* [Activity]
Scan the entries that follow for the word "grey", then report every line in which it appears.

Stored items

==*==

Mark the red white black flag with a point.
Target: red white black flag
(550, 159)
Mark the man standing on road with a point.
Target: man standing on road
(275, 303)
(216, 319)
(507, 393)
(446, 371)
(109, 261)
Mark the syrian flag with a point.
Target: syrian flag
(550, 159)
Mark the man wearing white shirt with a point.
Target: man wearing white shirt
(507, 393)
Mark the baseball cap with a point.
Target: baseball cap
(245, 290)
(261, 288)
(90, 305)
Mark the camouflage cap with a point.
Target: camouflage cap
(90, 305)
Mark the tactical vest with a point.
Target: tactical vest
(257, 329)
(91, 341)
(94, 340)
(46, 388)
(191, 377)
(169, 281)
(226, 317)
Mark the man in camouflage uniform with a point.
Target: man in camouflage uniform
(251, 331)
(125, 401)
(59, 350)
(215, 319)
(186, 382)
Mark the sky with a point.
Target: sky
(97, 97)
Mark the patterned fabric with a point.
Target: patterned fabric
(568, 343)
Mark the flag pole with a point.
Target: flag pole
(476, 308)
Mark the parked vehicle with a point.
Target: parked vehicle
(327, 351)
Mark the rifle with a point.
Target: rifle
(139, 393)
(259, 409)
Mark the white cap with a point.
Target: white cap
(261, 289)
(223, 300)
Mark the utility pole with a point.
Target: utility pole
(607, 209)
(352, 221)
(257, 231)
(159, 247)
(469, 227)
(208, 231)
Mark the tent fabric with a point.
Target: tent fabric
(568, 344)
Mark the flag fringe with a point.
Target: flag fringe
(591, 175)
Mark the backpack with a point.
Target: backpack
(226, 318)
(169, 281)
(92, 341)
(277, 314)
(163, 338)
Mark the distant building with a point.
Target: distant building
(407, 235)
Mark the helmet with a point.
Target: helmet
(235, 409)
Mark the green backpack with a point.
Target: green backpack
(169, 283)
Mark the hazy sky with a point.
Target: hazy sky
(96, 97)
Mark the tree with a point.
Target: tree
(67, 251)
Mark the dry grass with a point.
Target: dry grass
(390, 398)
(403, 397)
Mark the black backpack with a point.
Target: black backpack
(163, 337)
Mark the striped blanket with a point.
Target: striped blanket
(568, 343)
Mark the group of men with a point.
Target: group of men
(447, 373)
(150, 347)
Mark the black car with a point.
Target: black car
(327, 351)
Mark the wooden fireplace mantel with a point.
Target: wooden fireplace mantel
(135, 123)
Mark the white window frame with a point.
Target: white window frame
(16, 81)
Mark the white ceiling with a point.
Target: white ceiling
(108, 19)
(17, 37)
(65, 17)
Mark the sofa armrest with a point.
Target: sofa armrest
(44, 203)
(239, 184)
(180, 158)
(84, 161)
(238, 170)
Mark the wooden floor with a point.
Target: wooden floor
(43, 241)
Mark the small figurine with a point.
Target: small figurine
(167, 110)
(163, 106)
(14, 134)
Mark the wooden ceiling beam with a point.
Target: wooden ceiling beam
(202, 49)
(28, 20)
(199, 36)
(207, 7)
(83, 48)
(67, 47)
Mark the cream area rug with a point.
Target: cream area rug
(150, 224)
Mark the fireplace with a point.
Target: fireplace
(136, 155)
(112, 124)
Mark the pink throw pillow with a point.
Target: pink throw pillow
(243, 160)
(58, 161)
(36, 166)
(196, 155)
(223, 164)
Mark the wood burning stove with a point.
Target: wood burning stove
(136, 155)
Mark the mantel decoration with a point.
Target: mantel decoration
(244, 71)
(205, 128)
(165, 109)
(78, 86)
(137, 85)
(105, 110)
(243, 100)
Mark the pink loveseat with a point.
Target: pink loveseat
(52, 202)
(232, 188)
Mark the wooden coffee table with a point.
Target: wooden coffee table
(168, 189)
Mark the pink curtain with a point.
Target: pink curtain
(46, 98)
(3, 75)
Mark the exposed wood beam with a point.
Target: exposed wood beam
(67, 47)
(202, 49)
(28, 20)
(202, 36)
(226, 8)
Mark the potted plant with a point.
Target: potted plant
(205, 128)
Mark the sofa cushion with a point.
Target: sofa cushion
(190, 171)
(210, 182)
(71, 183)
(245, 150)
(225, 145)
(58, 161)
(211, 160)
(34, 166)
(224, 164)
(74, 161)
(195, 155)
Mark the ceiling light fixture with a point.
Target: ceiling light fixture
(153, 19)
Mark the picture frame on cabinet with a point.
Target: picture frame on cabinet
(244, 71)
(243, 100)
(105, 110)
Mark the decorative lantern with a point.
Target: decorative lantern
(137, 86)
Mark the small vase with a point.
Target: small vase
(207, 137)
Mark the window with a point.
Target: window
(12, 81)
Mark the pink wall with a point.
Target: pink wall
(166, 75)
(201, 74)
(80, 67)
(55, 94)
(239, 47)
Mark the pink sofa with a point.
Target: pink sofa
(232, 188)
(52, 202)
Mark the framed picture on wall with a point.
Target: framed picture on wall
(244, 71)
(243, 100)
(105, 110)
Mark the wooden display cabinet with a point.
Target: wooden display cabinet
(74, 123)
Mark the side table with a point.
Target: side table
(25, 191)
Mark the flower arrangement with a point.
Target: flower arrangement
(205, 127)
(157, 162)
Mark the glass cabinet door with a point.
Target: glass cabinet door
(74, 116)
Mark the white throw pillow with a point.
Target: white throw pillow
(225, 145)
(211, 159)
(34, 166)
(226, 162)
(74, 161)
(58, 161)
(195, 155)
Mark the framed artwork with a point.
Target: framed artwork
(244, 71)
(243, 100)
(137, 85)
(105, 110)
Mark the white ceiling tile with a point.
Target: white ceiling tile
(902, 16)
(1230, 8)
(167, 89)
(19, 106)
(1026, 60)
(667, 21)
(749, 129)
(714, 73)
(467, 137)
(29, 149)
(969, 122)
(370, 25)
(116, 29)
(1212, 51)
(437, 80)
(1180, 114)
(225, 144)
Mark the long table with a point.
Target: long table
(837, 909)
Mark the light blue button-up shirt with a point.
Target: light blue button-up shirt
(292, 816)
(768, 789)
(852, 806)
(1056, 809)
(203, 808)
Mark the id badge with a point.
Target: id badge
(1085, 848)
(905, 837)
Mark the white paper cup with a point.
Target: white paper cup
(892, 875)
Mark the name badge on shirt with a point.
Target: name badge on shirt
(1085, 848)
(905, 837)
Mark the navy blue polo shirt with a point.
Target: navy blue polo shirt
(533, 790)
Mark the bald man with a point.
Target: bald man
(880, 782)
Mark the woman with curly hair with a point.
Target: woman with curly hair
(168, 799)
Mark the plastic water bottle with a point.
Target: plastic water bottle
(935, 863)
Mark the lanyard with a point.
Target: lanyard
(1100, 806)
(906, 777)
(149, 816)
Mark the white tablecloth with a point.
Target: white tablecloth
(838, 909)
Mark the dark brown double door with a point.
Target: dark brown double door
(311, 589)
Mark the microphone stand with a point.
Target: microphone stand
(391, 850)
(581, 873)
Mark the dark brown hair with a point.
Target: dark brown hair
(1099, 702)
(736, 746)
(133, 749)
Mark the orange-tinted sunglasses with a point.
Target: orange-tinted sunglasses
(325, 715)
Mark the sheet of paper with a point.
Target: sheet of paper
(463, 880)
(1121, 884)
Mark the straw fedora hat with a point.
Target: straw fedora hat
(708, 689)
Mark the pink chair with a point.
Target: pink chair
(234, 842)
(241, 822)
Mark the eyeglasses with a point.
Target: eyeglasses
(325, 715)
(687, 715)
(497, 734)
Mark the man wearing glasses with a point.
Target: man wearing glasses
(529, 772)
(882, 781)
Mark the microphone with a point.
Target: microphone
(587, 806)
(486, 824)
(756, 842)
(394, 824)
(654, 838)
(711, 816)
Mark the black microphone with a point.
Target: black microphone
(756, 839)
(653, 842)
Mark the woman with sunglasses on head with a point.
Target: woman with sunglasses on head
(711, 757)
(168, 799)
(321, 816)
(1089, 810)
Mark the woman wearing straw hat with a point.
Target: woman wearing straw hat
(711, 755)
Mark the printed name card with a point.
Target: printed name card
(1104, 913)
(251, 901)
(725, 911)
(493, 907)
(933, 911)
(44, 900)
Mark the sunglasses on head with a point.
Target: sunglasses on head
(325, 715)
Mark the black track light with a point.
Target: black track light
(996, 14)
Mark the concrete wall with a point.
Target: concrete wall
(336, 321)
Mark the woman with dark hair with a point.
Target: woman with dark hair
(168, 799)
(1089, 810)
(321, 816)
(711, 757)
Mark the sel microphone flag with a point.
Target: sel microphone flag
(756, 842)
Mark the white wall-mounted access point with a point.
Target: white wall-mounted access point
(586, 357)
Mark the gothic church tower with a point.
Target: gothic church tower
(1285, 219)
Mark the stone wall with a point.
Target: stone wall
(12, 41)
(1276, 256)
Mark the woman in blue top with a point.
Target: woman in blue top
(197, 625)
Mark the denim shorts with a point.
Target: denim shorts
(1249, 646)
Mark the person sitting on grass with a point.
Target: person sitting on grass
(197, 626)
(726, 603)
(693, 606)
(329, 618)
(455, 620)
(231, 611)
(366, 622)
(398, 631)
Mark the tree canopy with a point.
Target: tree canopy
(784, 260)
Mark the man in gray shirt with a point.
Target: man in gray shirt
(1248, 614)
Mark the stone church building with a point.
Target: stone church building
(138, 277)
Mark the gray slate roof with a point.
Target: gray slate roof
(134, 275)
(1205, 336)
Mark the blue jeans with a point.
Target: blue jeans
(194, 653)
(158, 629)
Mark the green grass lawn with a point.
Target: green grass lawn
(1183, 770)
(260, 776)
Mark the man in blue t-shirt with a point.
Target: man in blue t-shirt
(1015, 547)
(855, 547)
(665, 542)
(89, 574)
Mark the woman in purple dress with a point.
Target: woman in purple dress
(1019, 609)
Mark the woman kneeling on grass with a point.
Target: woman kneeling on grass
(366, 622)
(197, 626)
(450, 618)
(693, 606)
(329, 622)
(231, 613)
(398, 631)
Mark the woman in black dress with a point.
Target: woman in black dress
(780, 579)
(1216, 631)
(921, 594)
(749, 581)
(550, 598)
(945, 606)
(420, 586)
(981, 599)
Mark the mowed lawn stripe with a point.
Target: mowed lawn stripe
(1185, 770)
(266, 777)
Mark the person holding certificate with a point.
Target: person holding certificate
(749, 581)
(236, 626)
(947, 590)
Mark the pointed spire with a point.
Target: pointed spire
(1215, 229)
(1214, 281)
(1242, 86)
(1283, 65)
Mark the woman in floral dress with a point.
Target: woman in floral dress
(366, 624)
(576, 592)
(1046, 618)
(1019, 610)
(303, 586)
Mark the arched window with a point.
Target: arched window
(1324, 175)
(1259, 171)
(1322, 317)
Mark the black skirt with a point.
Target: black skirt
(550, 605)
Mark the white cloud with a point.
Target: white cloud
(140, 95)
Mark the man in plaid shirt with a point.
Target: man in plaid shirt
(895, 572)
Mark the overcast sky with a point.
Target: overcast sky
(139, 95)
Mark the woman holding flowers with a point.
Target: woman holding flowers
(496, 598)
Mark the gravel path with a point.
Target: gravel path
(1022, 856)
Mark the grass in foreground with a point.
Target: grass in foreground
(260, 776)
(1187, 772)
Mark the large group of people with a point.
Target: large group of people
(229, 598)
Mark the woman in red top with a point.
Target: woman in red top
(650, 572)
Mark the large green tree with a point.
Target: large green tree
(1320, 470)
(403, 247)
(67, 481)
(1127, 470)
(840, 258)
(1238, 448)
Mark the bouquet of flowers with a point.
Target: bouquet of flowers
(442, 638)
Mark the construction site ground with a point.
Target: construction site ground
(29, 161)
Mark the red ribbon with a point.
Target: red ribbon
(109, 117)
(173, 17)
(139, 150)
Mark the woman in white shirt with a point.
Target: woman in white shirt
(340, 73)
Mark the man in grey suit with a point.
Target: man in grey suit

==*==

* [Task output]
Mark the man in grey suit with a point.
Target: man in grey suit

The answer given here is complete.